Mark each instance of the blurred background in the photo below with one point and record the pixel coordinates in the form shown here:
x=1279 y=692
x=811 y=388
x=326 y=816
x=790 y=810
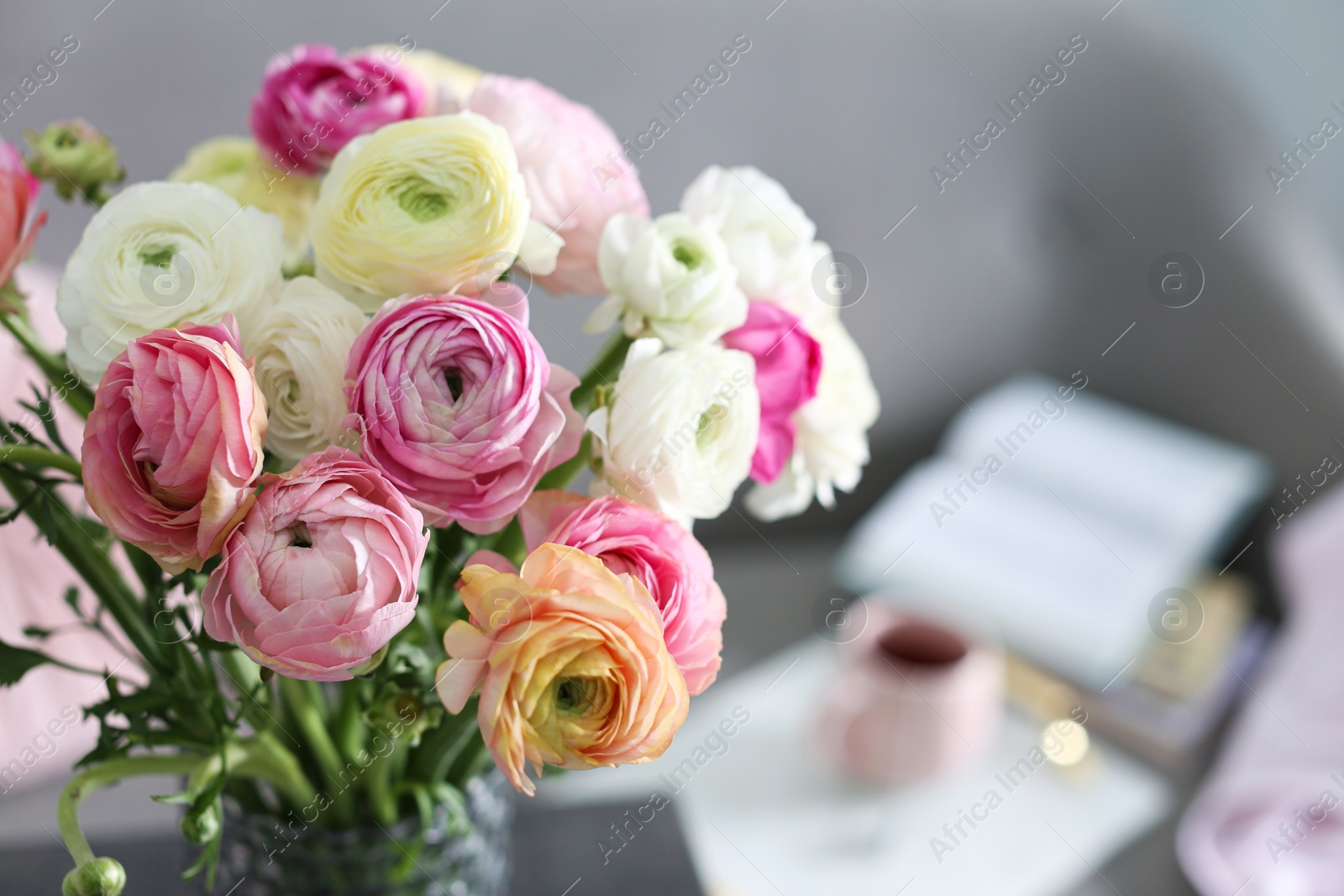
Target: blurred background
x=1034 y=255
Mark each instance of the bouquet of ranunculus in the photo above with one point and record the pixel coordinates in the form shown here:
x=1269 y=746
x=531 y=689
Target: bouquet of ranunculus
x=319 y=504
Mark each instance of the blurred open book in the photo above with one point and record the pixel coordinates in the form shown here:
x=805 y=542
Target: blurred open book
x=1058 y=519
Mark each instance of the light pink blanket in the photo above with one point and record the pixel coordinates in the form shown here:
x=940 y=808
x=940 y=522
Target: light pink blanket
x=1270 y=820
x=37 y=739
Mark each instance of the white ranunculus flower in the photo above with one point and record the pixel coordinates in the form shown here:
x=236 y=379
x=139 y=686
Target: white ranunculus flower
x=832 y=443
x=300 y=342
x=679 y=429
x=235 y=165
x=420 y=206
x=160 y=254
x=667 y=278
x=763 y=228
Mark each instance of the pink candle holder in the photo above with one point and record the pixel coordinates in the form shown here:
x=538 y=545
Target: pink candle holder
x=914 y=699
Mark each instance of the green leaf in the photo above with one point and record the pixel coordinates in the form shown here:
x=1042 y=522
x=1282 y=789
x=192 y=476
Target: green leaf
x=17 y=661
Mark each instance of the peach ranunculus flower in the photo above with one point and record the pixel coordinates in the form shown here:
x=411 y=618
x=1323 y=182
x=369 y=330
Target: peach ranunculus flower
x=174 y=445
x=571 y=663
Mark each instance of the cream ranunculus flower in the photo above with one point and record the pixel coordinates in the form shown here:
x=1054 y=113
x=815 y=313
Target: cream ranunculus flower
x=235 y=167
x=160 y=254
x=420 y=206
x=300 y=343
x=832 y=443
x=667 y=278
x=679 y=429
x=761 y=224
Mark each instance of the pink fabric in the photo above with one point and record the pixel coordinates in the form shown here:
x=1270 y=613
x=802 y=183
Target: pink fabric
x=35 y=578
x=1273 y=810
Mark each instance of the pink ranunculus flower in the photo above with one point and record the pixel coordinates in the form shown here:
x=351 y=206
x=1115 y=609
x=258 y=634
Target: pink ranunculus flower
x=19 y=215
x=654 y=548
x=174 y=443
x=459 y=407
x=323 y=570
x=315 y=101
x=570 y=663
x=788 y=369
x=575 y=170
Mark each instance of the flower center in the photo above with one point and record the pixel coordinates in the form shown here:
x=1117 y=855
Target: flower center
x=689 y=254
x=158 y=255
x=454 y=379
x=571 y=696
x=705 y=429
x=302 y=537
x=423 y=202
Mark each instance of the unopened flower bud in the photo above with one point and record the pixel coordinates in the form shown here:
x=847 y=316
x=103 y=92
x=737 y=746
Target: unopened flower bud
x=98 y=878
x=76 y=156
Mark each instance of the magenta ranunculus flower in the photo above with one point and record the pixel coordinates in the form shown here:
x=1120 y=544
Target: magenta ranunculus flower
x=323 y=570
x=459 y=407
x=788 y=369
x=575 y=174
x=315 y=101
x=659 y=553
x=174 y=443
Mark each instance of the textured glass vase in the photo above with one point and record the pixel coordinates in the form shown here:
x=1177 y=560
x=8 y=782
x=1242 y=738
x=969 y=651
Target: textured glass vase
x=405 y=859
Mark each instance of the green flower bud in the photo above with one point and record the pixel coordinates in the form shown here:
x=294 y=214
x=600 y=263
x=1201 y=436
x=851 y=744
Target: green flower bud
x=100 y=878
x=74 y=155
x=203 y=826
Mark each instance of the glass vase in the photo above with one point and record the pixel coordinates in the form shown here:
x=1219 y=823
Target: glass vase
x=261 y=856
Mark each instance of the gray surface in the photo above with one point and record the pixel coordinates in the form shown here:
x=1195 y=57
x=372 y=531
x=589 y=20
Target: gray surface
x=1035 y=258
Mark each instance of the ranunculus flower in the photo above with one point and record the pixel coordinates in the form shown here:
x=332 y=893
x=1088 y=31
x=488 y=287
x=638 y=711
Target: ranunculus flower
x=764 y=228
x=174 y=443
x=158 y=255
x=300 y=343
x=788 y=367
x=19 y=215
x=659 y=553
x=679 y=430
x=459 y=406
x=315 y=101
x=423 y=206
x=571 y=664
x=237 y=167
x=832 y=443
x=322 y=573
x=564 y=148
x=448 y=83
x=669 y=278
x=76 y=156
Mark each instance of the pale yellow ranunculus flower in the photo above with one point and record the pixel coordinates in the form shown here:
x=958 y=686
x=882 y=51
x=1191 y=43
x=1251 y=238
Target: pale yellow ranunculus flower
x=234 y=165
x=420 y=206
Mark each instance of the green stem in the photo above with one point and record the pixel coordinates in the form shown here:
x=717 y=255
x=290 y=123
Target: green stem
x=268 y=759
x=381 y=788
x=602 y=371
x=101 y=775
x=349 y=728
x=311 y=721
x=561 y=476
x=40 y=457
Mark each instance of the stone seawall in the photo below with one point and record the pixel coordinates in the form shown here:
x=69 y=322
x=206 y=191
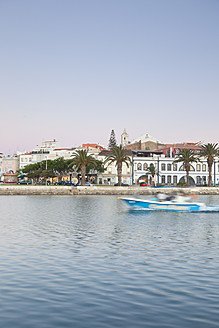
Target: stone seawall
x=101 y=190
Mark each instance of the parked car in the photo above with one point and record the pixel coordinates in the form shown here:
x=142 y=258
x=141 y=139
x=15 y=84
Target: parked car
x=123 y=184
x=69 y=183
x=24 y=182
x=86 y=184
x=144 y=184
x=60 y=183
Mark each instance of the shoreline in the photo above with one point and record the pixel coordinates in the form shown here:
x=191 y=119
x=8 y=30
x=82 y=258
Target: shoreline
x=102 y=190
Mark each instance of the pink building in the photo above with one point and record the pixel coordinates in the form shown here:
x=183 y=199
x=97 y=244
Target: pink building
x=10 y=164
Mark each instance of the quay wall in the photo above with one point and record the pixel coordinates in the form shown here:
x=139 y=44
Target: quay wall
x=101 y=190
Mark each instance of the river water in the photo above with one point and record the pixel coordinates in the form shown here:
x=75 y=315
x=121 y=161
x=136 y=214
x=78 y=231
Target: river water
x=87 y=261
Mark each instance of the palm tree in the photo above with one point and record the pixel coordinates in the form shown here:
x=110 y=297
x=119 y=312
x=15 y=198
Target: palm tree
x=81 y=159
x=118 y=156
x=187 y=156
x=209 y=151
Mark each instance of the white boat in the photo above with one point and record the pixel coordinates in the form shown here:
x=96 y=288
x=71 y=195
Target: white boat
x=178 y=203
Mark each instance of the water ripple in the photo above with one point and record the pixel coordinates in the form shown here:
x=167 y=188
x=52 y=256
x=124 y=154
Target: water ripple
x=88 y=262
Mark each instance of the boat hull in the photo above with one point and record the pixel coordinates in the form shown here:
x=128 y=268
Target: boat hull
x=162 y=206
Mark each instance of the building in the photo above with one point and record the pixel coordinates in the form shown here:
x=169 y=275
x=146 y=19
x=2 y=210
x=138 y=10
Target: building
x=145 y=142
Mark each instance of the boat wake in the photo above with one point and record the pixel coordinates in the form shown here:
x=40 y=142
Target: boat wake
x=210 y=208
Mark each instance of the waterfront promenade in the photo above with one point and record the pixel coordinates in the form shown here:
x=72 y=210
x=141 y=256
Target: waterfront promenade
x=101 y=190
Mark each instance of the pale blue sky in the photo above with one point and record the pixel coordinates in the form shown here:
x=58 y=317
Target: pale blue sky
x=76 y=69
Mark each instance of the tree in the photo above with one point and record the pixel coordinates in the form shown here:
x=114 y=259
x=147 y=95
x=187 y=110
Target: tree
x=112 y=140
x=118 y=156
x=187 y=156
x=209 y=151
x=81 y=160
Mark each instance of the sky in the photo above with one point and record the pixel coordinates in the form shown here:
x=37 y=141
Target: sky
x=75 y=70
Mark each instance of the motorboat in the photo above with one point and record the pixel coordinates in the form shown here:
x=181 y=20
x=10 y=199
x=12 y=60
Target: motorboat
x=176 y=203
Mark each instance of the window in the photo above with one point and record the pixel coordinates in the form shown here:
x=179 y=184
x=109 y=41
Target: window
x=182 y=168
x=168 y=167
x=163 y=167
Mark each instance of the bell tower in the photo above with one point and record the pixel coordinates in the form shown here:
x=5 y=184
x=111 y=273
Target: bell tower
x=124 y=138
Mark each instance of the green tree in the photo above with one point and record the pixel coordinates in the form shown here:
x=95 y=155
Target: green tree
x=187 y=156
x=209 y=151
x=112 y=140
x=81 y=160
x=118 y=156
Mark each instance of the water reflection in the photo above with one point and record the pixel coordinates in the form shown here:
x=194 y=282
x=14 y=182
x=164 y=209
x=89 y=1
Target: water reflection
x=88 y=261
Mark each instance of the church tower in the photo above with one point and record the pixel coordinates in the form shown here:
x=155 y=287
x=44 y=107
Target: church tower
x=124 y=138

════════════════════

Rewrite the listing from the line containing "Mark each instance of the water reflection" through the end of the listing, keeping every line, and shift each pixel coordinate that appears after a "Target:" line by adding 111 to it. Leave all other lines unchanged.

Mark each instance of the water reflection in the photo above with one point and record the pixel coordinates in the form shown here:
x=194 y=282
x=14 y=182
x=164 y=209
x=89 y=1
Target: water reflection
x=199 y=372
Mark each instance of the church tower in the photo above with one point and record the pixel coordinates in the form shown here:
x=155 y=287
x=44 y=107
Target: church tower
x=235 y=249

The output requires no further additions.